**Problem to solve:** Exactly and only the lines from the one containing "Please tag the gravel" through the close of the entries below are to be set down.
:::
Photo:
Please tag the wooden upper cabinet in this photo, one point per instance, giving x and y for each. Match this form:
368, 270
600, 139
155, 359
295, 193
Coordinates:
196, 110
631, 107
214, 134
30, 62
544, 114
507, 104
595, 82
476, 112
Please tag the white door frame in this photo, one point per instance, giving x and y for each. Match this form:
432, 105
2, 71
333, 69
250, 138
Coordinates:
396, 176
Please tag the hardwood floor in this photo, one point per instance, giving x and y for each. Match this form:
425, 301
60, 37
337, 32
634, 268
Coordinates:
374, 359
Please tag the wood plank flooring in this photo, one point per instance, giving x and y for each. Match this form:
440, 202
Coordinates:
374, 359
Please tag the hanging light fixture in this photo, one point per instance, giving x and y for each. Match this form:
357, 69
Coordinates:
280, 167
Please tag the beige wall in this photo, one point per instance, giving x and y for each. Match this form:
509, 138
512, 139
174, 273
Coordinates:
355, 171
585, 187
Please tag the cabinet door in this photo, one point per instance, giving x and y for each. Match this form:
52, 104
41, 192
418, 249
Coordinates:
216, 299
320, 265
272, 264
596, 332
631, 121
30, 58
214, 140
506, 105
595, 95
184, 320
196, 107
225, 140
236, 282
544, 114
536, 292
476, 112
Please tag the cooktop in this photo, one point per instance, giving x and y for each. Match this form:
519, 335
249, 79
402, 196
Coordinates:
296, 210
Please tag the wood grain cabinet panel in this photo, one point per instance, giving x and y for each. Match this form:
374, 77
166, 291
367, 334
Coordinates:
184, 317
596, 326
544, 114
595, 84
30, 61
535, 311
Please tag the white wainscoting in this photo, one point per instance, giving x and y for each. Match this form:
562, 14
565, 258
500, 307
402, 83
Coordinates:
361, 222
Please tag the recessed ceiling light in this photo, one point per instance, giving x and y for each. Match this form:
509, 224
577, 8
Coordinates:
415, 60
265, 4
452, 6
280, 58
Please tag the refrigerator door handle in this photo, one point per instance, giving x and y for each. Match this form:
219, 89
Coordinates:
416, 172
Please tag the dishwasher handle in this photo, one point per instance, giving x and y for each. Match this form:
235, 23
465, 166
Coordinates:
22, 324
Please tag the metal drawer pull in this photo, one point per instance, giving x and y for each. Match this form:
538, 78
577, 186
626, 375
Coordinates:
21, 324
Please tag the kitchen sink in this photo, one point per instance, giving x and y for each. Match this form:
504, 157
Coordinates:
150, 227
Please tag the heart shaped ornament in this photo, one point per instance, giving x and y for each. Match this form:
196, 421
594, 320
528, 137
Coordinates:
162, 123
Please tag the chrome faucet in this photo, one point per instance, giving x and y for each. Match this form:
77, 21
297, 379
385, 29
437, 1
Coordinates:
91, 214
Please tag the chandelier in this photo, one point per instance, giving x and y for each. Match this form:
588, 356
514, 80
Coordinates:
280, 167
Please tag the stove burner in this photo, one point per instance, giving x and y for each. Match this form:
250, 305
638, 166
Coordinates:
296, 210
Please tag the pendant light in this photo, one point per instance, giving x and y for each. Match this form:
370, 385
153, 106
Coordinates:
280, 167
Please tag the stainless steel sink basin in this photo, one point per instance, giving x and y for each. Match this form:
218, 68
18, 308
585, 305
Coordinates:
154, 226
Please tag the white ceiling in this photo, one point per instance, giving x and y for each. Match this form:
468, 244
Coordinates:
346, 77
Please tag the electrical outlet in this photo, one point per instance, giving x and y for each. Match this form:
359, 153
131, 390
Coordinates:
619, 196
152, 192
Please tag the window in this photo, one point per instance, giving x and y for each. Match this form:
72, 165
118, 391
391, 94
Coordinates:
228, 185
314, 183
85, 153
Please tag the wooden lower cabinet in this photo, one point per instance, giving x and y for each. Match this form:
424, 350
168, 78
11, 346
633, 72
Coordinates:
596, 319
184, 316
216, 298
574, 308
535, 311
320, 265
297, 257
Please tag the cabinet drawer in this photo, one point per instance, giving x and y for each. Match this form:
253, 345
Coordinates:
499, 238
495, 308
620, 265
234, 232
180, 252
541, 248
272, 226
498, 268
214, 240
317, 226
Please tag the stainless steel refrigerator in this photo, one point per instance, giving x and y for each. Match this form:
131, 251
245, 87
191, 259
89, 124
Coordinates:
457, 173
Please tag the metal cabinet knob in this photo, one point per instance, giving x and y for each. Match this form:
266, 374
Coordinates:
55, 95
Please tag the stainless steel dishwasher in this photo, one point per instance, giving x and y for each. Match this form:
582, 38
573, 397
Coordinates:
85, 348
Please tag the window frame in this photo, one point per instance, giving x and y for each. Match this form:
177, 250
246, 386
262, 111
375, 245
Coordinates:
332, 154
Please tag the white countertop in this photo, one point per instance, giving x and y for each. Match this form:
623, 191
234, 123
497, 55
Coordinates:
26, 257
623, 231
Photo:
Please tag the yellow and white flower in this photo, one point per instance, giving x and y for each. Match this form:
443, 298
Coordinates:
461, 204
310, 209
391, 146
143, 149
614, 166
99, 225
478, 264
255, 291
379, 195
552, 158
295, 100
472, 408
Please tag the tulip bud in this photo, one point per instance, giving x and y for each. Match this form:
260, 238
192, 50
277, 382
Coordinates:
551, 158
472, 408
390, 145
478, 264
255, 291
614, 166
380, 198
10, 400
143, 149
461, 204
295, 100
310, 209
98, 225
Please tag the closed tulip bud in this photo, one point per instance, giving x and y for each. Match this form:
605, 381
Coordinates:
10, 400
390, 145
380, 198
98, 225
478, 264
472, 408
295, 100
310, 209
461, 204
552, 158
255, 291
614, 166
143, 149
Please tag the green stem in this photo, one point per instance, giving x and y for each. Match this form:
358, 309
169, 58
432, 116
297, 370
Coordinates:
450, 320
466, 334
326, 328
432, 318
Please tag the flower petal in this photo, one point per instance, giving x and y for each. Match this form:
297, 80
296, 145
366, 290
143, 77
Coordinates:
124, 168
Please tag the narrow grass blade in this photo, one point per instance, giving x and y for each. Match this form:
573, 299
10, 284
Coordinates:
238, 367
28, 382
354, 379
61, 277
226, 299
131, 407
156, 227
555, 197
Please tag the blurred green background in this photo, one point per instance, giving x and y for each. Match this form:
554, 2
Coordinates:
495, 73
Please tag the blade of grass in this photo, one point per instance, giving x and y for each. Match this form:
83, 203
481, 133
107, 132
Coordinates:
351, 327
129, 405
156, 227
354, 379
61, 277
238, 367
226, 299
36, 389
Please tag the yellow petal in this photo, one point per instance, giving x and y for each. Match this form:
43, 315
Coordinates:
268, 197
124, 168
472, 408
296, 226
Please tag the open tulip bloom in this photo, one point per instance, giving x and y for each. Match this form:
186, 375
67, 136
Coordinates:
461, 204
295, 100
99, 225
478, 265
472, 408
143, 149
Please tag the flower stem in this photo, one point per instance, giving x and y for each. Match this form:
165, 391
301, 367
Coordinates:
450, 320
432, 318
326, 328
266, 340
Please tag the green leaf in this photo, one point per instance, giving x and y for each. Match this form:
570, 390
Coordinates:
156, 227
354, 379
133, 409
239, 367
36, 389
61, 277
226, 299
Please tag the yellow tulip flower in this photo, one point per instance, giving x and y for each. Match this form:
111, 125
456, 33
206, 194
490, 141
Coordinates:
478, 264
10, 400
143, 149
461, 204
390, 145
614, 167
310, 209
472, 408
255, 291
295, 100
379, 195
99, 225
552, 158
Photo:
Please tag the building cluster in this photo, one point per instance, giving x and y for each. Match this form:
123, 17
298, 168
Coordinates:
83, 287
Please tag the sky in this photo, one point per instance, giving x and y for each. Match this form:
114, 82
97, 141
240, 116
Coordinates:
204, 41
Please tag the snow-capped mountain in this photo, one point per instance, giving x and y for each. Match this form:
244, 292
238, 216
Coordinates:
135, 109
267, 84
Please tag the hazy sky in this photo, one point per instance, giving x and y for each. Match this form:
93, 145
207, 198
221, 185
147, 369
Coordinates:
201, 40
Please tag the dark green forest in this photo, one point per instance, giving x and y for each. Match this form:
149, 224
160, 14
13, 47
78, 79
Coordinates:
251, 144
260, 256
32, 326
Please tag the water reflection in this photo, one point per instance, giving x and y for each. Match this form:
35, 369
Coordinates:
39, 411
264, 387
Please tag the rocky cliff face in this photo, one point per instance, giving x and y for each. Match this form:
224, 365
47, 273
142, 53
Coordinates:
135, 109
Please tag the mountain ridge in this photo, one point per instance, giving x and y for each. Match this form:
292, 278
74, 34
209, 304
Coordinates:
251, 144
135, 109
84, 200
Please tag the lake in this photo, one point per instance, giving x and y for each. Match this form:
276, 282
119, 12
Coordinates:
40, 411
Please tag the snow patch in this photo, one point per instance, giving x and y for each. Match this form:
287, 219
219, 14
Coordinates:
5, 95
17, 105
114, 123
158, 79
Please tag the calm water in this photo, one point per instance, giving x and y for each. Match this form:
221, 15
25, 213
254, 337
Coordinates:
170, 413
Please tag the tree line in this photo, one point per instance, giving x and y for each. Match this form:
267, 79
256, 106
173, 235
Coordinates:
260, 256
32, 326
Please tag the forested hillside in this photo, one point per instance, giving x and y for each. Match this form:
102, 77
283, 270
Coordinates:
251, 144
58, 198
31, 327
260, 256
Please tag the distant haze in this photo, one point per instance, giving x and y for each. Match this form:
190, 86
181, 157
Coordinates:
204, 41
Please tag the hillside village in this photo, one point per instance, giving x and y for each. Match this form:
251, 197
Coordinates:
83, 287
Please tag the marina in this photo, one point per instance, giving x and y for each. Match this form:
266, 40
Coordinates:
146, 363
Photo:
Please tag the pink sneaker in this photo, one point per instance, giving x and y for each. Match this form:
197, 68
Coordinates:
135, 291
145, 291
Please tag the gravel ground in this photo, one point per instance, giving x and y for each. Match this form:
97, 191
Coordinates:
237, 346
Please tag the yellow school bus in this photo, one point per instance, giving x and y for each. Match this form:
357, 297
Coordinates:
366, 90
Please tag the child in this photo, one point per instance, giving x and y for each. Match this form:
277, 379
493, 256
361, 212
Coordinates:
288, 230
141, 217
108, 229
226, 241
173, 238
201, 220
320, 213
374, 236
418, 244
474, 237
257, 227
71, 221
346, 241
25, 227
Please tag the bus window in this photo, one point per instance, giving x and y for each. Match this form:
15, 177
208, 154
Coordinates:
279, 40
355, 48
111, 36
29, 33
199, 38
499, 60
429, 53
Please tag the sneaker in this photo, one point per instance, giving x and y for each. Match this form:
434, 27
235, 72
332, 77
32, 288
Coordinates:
:::
**Solution for this problem:**
Please tag the gravel ground in this photo, one point per instance, giving x and y for each. Match this form:
97, 191
Coordinates:
237, 346
Please tag the yellow school bus in this photo, one point per instance, giving x and y for each. Match this form:
357, 297
Coordinates:
366, 90
Please tag the child in this photo, one point per instance, giving x and y for each. Match this form:
277, 379
493, 256
361, 212
Coordinates:
288, 230
141, 217
108, 229
226, 241
173, 238
201, 220
320, 213
374, 236
418, 244
474, 237
257, 227
71, 221
346, 241
25, 227
Please tag the bus window in this photo, one point per instance, giving x and y for each. Match this form:
15, 177
208, 154
Coordinates:
279, 40
355, 48
111, 36
29, 33
199, 38
499, 60
429, 53
Please tag the sneaker in this photo, one point per instance, giving x and y for each. Match this form:
434, 27
235, 72
332, 77
32, 288
Coordinates:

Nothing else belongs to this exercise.